### Task details
Write out the line with "woman in orange bib on this basis." and every later line through the end of the data below, exactly as given, with no pictures in the copy.

### Extracted data
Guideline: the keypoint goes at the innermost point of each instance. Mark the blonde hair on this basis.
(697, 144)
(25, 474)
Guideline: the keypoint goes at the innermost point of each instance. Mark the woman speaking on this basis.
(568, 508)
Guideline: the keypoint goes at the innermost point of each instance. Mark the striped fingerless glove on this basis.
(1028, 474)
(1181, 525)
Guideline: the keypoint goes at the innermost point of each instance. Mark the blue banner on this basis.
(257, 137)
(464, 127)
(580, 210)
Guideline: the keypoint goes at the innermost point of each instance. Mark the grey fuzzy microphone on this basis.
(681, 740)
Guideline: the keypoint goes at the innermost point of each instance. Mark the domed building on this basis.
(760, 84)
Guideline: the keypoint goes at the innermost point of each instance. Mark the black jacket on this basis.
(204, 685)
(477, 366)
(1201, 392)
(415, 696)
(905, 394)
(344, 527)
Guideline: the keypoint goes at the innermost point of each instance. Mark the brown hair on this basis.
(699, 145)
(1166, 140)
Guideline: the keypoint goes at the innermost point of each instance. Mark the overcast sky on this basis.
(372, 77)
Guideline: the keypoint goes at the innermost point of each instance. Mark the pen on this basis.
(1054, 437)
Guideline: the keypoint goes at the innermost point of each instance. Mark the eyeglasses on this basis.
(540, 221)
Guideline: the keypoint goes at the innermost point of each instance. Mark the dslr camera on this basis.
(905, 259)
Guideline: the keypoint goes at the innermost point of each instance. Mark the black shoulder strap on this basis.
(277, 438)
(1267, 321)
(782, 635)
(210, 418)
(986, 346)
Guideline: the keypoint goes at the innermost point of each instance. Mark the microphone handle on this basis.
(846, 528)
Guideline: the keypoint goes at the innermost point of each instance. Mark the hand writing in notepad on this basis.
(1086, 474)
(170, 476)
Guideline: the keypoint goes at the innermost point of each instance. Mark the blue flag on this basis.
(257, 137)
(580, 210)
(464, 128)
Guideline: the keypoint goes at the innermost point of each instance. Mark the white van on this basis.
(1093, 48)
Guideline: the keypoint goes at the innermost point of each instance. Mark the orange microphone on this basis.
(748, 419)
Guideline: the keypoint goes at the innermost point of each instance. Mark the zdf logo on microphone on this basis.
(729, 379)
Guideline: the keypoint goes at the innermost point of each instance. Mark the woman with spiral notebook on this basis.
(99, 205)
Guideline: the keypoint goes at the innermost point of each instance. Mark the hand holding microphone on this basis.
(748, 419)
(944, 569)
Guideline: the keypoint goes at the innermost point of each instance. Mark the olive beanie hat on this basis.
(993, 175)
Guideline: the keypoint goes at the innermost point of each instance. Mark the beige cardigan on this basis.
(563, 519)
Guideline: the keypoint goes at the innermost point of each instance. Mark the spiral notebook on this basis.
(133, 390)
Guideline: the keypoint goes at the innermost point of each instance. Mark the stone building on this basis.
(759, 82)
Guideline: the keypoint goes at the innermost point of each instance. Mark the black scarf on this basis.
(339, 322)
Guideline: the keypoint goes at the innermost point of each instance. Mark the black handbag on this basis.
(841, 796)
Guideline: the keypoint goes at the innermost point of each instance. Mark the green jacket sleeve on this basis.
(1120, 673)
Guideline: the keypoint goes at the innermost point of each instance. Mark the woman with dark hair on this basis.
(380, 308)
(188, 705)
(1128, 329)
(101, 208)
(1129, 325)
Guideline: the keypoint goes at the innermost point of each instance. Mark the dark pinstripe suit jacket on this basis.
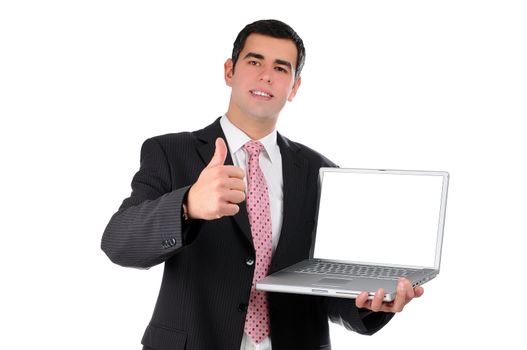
(207, 276)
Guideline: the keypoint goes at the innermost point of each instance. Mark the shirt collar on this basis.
(236, 138)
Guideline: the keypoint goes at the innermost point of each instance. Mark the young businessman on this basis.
(228, 204)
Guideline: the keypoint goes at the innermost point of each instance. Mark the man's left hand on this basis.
(405, 294)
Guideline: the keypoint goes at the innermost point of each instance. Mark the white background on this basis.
(387, 84)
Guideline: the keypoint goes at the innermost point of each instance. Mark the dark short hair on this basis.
(275, 29)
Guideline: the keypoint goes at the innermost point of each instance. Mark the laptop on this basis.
(373, 227)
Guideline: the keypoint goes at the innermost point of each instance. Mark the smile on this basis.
(261, 93)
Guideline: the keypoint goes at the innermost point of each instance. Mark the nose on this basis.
(265, 76)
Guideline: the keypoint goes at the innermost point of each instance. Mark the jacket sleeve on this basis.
(345, 312)
(147, 228)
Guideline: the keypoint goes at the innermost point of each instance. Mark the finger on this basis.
(362, 300)
(376, 303)
(408, 288)
(233, 196)
(233, 171)
(220, 154)
(400, 297)
(235, 184)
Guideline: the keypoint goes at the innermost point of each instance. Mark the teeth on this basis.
(260, 93)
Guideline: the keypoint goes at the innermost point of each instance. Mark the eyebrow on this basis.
(277, 61)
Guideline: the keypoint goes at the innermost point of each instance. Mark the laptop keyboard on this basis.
(355, 270)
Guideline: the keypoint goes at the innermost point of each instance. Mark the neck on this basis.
(254, 127)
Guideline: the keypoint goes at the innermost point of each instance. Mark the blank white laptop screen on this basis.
(379, 218)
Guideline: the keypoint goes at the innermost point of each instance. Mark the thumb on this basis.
(219, 155)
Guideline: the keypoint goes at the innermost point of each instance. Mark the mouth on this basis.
(261, 94)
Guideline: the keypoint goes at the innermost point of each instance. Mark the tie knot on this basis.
(253, 147)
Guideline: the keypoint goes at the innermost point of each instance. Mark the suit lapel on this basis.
(206, 150)
(294, 170)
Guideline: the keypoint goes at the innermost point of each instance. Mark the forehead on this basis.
(271, 48)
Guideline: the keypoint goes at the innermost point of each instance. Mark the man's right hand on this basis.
(218, 190)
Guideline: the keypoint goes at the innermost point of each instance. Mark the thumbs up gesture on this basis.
(218, 189)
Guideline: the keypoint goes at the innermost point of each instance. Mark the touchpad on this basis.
(332, 282)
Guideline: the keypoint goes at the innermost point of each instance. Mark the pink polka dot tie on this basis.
(257, 319)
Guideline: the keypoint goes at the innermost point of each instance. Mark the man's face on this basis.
(264, 77)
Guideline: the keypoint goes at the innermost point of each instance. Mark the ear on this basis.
(228, 72)
(296, 85)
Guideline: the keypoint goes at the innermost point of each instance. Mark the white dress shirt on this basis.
(271, 165)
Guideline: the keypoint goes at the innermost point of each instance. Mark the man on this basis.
(221, 215)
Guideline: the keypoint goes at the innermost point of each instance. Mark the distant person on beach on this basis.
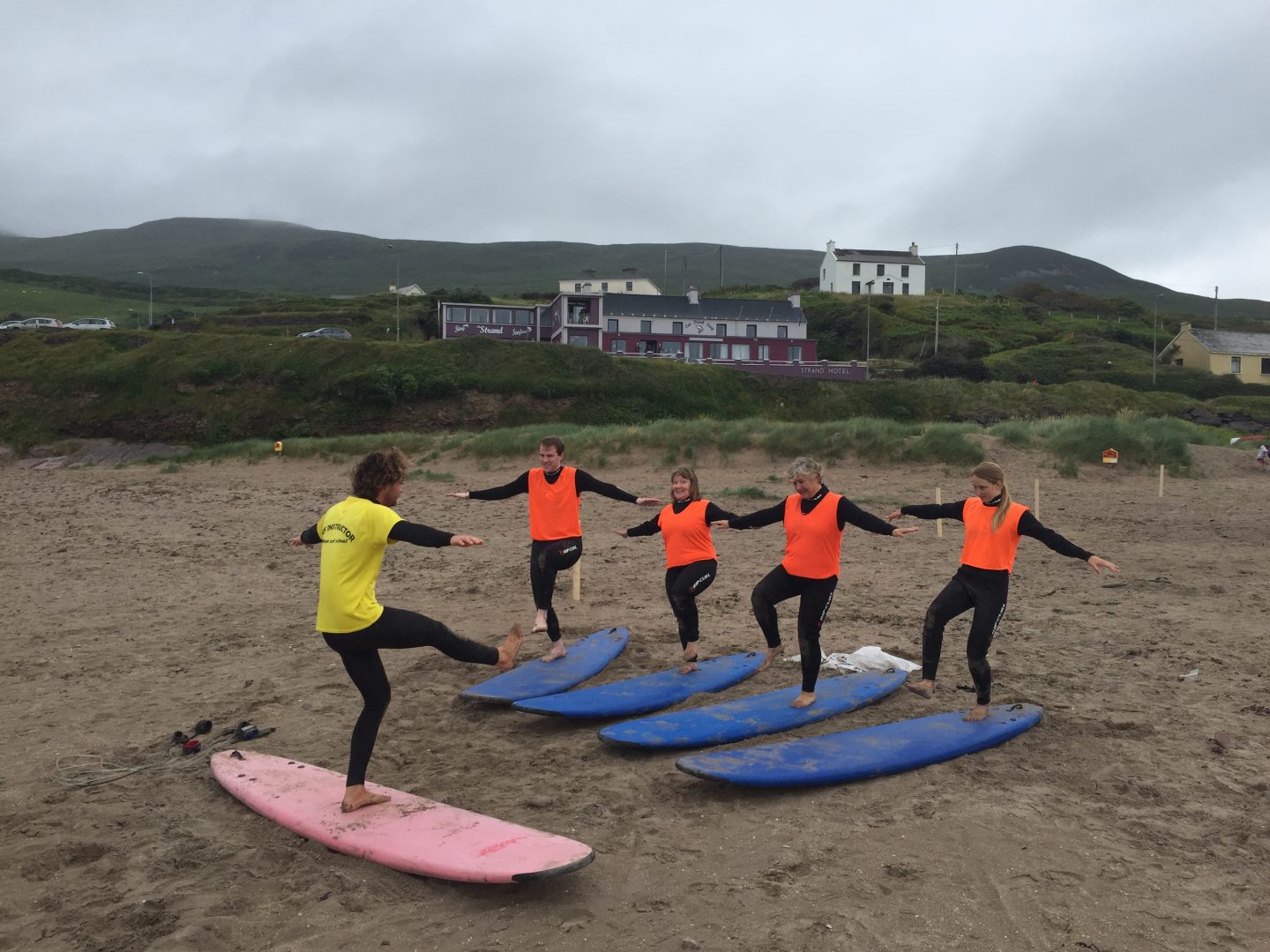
(354, 534)
(993, 525)
(814, 519)
(556, 525)
(691, 562)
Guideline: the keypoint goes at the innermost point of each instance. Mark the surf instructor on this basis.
(814, 519)
(993, 527)
(556, 525)
(354, 536)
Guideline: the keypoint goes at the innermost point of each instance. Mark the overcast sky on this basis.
(1134, 133)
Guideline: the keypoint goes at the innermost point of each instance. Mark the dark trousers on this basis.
(984, 591)
(684, 583)
(814, 597)
(360, 651)
(548, 559)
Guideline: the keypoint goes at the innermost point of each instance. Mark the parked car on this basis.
(90, 324)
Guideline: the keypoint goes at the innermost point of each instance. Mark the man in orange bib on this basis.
(993, 527)
(556, 525)
(814, 519)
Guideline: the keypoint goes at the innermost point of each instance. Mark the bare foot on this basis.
(923, 688)
(358, 796)
(771, 657)
(510, 649)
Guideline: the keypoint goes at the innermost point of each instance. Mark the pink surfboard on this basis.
(407, 833)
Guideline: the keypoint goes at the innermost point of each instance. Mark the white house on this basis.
(856, 271)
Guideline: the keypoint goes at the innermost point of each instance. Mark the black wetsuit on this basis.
(394, 628)
(684, 583)
(982, 589)
(816, 596)
(548, 559)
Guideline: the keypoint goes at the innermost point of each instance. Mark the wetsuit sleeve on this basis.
(419, 534)
(850, 513)
(646, 528)
(516, 487)
(586, 482)
(759, 518)
(932, 510)
(1030, 525)
(714, 514)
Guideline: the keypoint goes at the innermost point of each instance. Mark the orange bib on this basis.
(686, 534)
(984, 548)
(554, 508)
(813, 542)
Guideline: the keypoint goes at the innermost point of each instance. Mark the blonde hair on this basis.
(691, 476)
(995, 473)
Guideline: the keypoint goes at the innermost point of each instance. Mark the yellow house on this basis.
(1246, 355)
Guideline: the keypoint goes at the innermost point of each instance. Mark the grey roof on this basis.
(712, 309)
(1233, 342)
(851, 254)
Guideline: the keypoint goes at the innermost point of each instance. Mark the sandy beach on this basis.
(140, 600)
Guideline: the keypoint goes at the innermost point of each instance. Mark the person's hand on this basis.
(1097, 565)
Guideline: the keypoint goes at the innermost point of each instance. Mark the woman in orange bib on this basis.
(691, 562)
(993, 525)
(814, 519)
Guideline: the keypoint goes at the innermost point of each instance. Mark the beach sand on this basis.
(140, 600)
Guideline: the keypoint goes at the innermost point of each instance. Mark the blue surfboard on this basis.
(752, 716)
(868, 752)
(649, 692)
(586, 659)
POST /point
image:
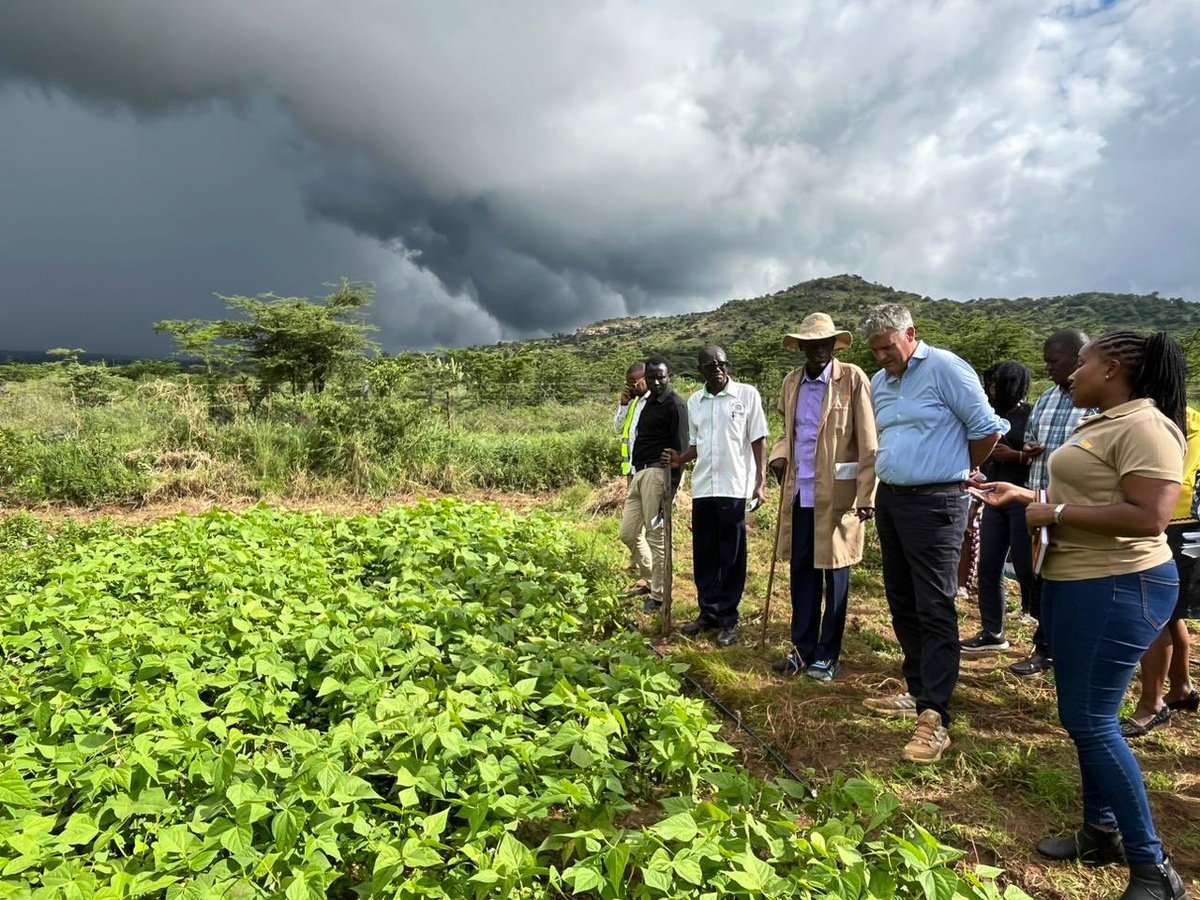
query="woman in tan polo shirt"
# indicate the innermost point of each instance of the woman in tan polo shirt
(1110, 583)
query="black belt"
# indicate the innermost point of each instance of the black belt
(648, 466)
(940, 487)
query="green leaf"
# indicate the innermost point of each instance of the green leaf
(681, 827)
(583, 877)
(81, 829)
(299, 888)
(433, 826)
(286, 829)
(15, 792)
(417, 856)
(615, 863)
(689, 870)
(349, 789)
(657, 879)
(329, 685)
(754, 874)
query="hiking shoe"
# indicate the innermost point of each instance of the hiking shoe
(1035, 665)
(823, 670)
(1090, 845)
(984, 642)
(1155, 881)
(791, 664)
(929, 741)
(727, 636)
(895, 705)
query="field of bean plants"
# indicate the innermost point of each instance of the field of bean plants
(441, 701)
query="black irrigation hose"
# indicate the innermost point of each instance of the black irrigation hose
(763, 744)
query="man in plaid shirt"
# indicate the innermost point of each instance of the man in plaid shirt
(1051, 421)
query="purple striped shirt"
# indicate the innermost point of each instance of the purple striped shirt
(809, 400)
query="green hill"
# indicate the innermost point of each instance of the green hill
(983, 331)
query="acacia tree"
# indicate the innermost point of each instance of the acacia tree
(285, 340)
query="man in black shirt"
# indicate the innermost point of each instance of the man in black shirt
(661, 425)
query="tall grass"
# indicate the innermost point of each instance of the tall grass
(165, 438)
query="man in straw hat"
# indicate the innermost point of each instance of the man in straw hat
(825, 462)
(727, 437)
(935, 427)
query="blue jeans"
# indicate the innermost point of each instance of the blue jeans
(1098, 630)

### Complete output
Guideline: the keypoint goes at the innermost point of each instance. Mark the woman in orange bib on this basis.
(691, 562)
(993, 525)
(814, 519)
Guideline: the keypoint goes at the innermost point of each instance. Mark the beach sand on this basis.
(140, 600)
Guideline: the keypoint goes at the innermost point of each instance. Mark the blue surfboard on this basis.
(752, 716)
(868, 752)
(649, 692)
(586, 659)
POST /point
image:
query="woman in tan polo shirt"
# indicate the innermost point of each instance of the woman in tan polo shirt
(1110, 583)
query="black belt"
# indicate the innermost point of each instance of the black belt
(648, 466)
(940, 487)
query="green leaf"
# indicate the innermost point of each instance of the green leaf
(681, 827)
(583, 877)
(81, 829)
(299, 888)
(433, 826)
(286, 829)
(15, 792)
(417, 856)
(615, 863)
(689, 870)
(349, 789)
(657, 879)
(329, 685)
(754, 874)
query="hiking shoe"
# indicate the innermost point of each instance of the hiking shoe
(1035, 665)
(823, 670)
(1090, 845)
(984, 642)
(1155, 881)
(791, 664)
(929, 741)
(727, 636)
(895, 705)
query="field of bean plants"
# indicate the innermost point of each instance of the field of bean plants
(441, 701)
query="black irrigation hose"
# indicate the innermost point of each instance of the black irrigation hose
(763, 744)
query="man in plaid shirt"
# indicate the innermost point of each instance of the man in plaid shirt
(1051, 421)
query="purple striped shirt"
# indicate the innermost point of each instance of the purple striped shirt
(809, 400)
query="green hill"
# indicate the innermost point of each instance of the green hill
(983, 331)
query="acacia tree"
# indicate the innermost point of each instance of the acacia tree
(285, 340)
query="man in black shirt"
# indicate the innermost point of each instance of the man in black shirt
(661, 425)
query="tall grass"
# indicate the innermost point of each instance of the tall grass
(165, 438)
query="man in straw hat"
# indicate the innermost point of each instance of the man in straw hat
(825, 462)
(727, 437)
(935, 427)
query="blue jeans"
# indicate the innermost point of each instance of the blue jeans
(1098, 630)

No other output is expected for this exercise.